Page excerpt
Southwest and ORA also differ in estimates for income tax payments' lag days used in the working cash calculation. Southwest based its estimates on statutorily mandated filing dates. ORA based its income tax lag days on a proxy reflecting income tax payments for Edison and PG&E. ORA alleges that in Southwest's last GRC, Southwest made an incorrect assumption on the payment of income taxes, and therefore a proxy is appropriate. Southwest states it provided the actual timing of income tax payments to ORA in response to a data request, and in response to questions from the ALJ.59 Southwest's response states that actual federal income tax lag days were a negative 224 days for 2001, while state income tax lag days were a positive 39 days. We will not adopt these actual income tax lag days as they are an apparent anomaly resulting from unusual gas prices. We will not adopt ORA's proxy based on the tax payments for other utilities, as there is not evidence that this proxy should apply to Southwest's tax payments. Instead, we will adopt Southwest's initial estimate of tax lag days based on the statutorily mandated tax payment filing dates.

7.7. General Plant

Southwest and ORA initially disagreed over two general plant issues, Miscellaneous Intangible Plant (Intangible Plant), and 2001 Construction Work in Progress (CWIP) balances; however they have agreed to defer the 2001 CWIP balances until the next GRC.

Segmentation labeling data:
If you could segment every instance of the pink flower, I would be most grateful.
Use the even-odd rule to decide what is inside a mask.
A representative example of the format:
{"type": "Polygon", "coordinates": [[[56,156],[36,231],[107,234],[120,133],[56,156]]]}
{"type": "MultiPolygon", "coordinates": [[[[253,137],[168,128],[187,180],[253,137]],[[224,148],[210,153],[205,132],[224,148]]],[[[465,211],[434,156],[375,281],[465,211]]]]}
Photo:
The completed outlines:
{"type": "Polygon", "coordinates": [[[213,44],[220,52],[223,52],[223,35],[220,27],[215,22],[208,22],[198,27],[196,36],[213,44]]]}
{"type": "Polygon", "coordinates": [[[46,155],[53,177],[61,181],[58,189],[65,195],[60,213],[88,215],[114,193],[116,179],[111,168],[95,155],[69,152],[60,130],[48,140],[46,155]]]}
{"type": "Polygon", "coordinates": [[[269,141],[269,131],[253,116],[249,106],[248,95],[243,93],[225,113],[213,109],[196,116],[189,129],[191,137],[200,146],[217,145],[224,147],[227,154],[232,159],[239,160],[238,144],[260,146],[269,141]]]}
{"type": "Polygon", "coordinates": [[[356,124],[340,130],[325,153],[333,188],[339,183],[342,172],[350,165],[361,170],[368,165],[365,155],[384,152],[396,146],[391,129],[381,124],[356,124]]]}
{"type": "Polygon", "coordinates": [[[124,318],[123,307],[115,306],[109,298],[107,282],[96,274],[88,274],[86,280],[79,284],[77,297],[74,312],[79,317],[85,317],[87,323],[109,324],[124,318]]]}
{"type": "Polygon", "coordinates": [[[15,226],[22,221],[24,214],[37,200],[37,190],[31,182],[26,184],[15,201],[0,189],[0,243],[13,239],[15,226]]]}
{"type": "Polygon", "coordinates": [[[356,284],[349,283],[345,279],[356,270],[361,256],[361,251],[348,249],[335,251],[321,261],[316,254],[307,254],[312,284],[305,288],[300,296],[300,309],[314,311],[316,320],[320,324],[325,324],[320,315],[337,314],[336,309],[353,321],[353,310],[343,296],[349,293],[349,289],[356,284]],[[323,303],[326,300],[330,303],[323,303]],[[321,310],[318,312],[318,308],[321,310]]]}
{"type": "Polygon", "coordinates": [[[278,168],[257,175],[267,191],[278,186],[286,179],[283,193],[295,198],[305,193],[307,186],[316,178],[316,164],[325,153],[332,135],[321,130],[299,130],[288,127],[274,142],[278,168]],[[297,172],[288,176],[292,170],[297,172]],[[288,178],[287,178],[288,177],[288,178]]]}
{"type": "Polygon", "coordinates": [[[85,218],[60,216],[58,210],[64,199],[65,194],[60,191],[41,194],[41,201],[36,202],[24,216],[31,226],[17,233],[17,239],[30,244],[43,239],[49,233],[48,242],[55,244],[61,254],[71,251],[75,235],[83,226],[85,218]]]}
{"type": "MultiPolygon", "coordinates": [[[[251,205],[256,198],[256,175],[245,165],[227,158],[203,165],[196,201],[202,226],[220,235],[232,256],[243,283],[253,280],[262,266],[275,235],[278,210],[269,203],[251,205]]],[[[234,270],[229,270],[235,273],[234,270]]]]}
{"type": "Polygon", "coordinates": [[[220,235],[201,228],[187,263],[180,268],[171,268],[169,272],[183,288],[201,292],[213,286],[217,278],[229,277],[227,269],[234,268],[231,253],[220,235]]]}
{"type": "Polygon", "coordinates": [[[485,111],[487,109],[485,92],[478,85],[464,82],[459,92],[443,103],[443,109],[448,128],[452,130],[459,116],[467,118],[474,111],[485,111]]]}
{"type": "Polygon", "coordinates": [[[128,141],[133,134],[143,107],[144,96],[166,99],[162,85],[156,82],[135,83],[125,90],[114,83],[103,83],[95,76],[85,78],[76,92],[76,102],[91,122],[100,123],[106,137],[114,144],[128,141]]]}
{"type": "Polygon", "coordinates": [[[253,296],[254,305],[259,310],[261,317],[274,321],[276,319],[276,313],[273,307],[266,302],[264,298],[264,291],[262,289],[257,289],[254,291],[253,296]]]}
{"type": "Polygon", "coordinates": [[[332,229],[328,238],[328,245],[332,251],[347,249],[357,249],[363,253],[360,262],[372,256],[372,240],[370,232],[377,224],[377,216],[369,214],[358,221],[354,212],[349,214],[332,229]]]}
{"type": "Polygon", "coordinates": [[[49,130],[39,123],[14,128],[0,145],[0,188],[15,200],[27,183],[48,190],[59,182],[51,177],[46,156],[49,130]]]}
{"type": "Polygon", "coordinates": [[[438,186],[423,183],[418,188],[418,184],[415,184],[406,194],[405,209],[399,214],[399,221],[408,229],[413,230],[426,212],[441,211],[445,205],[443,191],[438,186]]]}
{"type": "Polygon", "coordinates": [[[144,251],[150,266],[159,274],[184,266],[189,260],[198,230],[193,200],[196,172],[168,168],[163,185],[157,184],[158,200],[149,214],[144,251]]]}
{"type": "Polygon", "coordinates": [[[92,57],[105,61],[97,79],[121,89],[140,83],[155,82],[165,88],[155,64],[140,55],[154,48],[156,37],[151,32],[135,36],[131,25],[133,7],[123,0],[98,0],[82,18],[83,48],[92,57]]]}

==

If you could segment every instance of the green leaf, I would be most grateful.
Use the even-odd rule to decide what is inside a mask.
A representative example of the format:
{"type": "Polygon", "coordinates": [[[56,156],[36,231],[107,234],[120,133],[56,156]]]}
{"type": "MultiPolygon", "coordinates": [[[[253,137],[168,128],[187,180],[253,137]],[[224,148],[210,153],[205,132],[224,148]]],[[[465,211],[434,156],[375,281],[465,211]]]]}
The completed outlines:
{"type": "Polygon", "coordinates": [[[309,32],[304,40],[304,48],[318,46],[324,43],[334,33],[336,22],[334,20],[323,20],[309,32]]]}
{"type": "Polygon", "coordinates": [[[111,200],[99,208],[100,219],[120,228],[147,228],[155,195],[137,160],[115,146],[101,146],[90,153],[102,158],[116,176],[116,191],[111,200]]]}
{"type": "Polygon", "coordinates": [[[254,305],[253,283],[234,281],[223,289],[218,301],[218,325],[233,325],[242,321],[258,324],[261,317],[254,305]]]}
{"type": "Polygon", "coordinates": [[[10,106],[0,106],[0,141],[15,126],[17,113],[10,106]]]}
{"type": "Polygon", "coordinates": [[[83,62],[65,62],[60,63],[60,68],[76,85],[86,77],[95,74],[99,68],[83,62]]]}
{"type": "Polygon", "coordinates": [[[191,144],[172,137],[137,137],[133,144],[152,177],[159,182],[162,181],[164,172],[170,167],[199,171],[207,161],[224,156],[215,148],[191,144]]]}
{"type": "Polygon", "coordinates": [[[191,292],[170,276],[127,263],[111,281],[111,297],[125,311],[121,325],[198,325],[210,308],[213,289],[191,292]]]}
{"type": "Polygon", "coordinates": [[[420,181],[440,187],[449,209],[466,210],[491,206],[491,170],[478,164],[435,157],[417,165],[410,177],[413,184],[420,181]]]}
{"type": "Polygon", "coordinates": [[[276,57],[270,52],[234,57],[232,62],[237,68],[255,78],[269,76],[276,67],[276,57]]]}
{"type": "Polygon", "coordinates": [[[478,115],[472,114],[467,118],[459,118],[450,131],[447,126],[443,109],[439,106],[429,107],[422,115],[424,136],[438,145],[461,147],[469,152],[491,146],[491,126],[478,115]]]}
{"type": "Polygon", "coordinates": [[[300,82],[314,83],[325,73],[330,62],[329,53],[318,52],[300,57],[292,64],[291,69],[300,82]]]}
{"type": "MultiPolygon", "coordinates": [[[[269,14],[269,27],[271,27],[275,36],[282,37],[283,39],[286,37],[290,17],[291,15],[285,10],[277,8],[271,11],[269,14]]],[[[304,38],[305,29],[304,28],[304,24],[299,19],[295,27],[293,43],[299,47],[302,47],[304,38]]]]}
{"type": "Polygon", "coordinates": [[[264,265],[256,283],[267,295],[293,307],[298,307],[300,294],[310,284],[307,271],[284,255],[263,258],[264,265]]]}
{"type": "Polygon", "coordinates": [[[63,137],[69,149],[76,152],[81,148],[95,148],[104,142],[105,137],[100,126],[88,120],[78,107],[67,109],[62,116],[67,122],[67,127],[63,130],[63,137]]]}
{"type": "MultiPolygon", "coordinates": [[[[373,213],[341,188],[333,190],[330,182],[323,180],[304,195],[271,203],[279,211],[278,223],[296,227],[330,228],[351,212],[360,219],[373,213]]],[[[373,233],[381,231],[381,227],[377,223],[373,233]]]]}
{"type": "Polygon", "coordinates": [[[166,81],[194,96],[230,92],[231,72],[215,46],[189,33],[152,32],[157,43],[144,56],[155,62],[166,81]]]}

Work to complete
1: Using the excerpt on income tax lag days and general plant above, state whether each statement agrees with it, answering yes or no and quoting the words that decide it: (a) ORA's income tax lag days relied on a proxy drawn from tax payments of Edison and PG&E; (b) the decision adopts the actual 2001 income tax lag days reported by Southwest; (c) Southwest and ORA agreed to defer the 2001 CWIP balances until the next GRC.
2: Resume the excerpt on income tax lag days and general plant, beginning immediately after its final sentence.

Response list
1:
(a) Yes: "ORA based its income tax lag days on a proxy reflecting income tax payments for Edison and PG&E."
(b) No: "We will not adopt these actual income tax lag days as they are an apparent anomaly resulting from unusual gas prices."
(c) Yes: "they have agreed to defer the 2001 CWIP balances until the next GRC."

2:
Regarding Intangible Plant, ORA made a 40% reduction to reflect questionable costs for a Southwest affiliate, Utility Partners (UP). ORA's analysis and recommended disallowance are included in its Audit Review, Exhibit 122. As discussed in Exhibit 122, UP60 developed software for use by Southwest and other utilities. Although ORA initially found that Southwest violated affiliate transaction rules, ORA now acknowledges that an exemption for affiliate transaction rules applies to Southwest's relationship to UP. ORA explains that its 40% reduction reflects Southwest's equity share in UP, and is based on the reasonableness of UP project costs charged to Southwest already included in plant in service.61

Southwest in its rebuttal provides extensive insight into the relationship between Southwest and UP, UP's software projects, and how these projects are useful for improving Southwest operations.62 Southwest states its investment in UP involved only shareholder earnings and no ratepayer funds. Southwest also explains that although it had a preferred customer agreement with UP that began in 1999, that agreement provided third-party oversight for costs charged from UP to Southwest. Finally, Southwest asserts that ORA's calculations are in error, as certain UP projects are amortized, or not included at their full value in rate base for the test year, and that deferred income taxes cause additional changes. Southwest calculates that including these adjustments results in a reduction in ORA's proposed disallowance from approximately $8.5 million to $3.3 million.

7.8. Discussion

We will not further address the $30 million in software projects currently in CWIP, except to remind Southwest of its commitment to demonstrate in its next GRC that these project costs are reasonable before any of these dollars may be included in plant-in-service. As stated previously, Southwest bears the burden of proof that such costs are reasonable, and not ORA. Southwest argues that it has not been required in prior proceedings before this Commission or in any other regulatory jurisdictions to provide independent proof.63 Each proceeding before us has its own unique circumstances, with findings determined on the facts applicable to the specific proceeding; thus, we will not excuse Southwest on the basis that a specific showing has not been previously required.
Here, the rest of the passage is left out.